RECORDS SHOWN →
----
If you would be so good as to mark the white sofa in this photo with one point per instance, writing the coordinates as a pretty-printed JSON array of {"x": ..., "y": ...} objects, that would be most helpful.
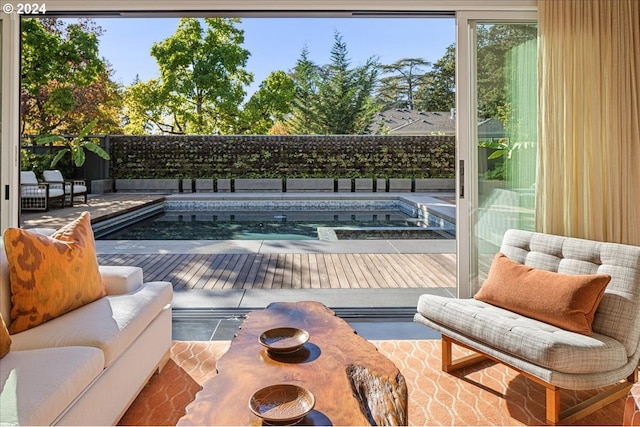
[{"x": 87, "y": 366}]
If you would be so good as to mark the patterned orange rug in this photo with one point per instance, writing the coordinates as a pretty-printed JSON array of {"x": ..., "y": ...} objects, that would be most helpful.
[{"x": 484, "y": 394}]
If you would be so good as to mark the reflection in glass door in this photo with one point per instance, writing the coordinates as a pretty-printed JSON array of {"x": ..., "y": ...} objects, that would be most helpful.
[{"x": 502, "y": 137}]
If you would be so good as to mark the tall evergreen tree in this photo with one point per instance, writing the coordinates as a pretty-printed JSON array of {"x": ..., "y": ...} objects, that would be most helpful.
[
  {"x": 305, "y": 76},
  {"x": 335, "y": 99},
  {"x": 437, "y": 91},
  {"x": 398, "y": 88}
]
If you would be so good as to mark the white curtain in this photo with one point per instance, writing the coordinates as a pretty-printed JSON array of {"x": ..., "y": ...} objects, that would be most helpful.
[{"x": 589, "y": 119}]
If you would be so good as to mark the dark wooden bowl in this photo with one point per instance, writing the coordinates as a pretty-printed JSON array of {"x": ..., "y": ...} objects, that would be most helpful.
[
  {"x": 284, "y": 340},
  {"x": 282, "y": 403}
]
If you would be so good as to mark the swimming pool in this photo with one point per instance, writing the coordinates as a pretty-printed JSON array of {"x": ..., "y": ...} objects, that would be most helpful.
[{"x": 280, "y": 220}]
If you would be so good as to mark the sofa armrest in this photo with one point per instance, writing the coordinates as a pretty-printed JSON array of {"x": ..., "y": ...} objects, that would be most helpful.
[{"x": 120, "y": 279}]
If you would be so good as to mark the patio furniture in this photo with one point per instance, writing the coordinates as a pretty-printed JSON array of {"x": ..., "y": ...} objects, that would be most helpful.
[
  {"x": 353, "y": 383},
  {"x": 550, "y": 355},
  {"x": 72, "y": 188},
  {"x": 35, "y": 195}
]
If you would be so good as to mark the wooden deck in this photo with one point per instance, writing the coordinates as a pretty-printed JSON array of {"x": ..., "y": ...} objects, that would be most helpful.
[
  {"x": 293, "y": 271},
  {"x": 260, "y": 270}
]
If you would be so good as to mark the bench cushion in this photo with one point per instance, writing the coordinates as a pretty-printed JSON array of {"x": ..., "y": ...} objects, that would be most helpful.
[
  {"x": 568, "y": 301},
  {"x": 529, "y": 339}
]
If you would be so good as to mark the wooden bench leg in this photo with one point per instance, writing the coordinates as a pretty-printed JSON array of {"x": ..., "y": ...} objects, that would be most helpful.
[
  {"x": 450, "y": 365},
  {"x": 553, "y": 414}
]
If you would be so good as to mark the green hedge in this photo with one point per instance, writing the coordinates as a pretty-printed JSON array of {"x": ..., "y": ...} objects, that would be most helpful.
[{"x": 330, "y": 156}]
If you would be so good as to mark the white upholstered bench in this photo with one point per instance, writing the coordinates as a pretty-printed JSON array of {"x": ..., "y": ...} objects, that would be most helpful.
[{"x": 550, "y": 355}]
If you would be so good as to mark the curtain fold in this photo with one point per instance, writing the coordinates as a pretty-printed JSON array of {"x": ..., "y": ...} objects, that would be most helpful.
[{"x": 588, "y": 182}]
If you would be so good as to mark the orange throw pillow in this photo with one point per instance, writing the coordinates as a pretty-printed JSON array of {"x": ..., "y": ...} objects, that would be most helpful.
[
  {"x": 5, "y": 339},
  {"x": 564, "y": 300},
  {"x": 52, "y": 275}
]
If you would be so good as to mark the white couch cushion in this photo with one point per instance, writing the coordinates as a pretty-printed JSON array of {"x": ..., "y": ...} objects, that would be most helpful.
[
  {"x": 120, "y": 279},
  {"x": 37, "y": 385},
  {"x": 537, "y": 342},
  {"x": 111, "y": 323}
]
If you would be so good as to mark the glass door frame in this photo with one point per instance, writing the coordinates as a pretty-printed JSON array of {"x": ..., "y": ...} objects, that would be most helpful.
[
  {"x": 467, "y": 136},
  {"x": 9, "y": 119}
]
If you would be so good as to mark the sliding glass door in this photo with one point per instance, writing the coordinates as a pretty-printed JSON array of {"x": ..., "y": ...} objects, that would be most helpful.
[{"x": 497, "y": 137}]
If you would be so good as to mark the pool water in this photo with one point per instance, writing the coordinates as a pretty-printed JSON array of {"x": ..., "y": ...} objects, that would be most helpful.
[{"x": 267, "y": 225}]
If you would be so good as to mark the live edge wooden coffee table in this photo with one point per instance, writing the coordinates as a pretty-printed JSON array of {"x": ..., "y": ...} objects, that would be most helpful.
[{"x": 352, "y": 382}]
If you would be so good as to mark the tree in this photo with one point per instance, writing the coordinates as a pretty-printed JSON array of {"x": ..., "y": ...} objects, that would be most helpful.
[
  {"x": 202, "y": 79},
  {"x": 494, "y": 42},
  {"x": 397, "y": 90},
  {"x": 334, "y": 99},
  {"x": 270, "y": 104},
  {"x": 305, "y": 75},
  {"x": 64, "y": 83},
  {"x": 437, "y": 91}
]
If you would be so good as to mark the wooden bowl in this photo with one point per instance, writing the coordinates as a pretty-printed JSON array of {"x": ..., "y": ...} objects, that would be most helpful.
[
  {"x": 282, "y": 403},
  {"x": 284, "y": 340}
]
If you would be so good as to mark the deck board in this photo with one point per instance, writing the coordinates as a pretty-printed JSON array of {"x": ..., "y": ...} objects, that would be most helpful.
[{"x": 293, "y": 271}]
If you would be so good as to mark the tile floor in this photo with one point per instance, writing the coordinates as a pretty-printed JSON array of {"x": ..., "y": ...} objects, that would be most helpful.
[{"x": 211, "y": 327}]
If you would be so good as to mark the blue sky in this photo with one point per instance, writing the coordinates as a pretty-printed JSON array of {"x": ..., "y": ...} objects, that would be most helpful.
[{"x": 276, "y": 43}]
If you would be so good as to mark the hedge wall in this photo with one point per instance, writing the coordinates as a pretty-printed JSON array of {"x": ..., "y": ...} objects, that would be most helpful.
[{"x": 265, "y": 156}]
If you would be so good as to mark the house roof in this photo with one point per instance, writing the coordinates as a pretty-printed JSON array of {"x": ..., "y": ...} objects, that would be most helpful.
[{"x": 402, "y": 121}]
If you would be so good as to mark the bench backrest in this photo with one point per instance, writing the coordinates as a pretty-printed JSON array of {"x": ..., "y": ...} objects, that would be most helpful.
[{"x": 618, "y": 314}]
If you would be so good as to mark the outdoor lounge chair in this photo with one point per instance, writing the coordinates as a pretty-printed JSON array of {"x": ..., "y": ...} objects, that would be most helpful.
[
  {"x": 36, "y": 195},
  {"x": 549, "y": 355},
  {"x": 72, "y": 188}
]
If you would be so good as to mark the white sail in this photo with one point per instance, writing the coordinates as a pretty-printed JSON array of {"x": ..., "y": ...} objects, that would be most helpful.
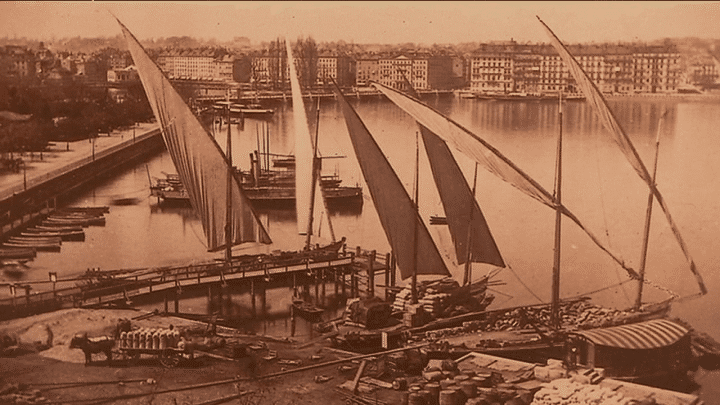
----
REQUIRED TASK → Return every line of the rows above that contains the string "deck".

TASK OUTPUT →
If you would be so good as to mark the wooden deck in this photo with one point per instance, writing the coordinates as a pretty-printed JSON array of {"x": ..., "y": ...} objects, that would be most helpful.
If you would be so good as to mark the deck board in this photo with one point per instance, writing the coordinates as a pretty-printed JSON array of {"x": ..., "y": ...} objects, that would be most helpful.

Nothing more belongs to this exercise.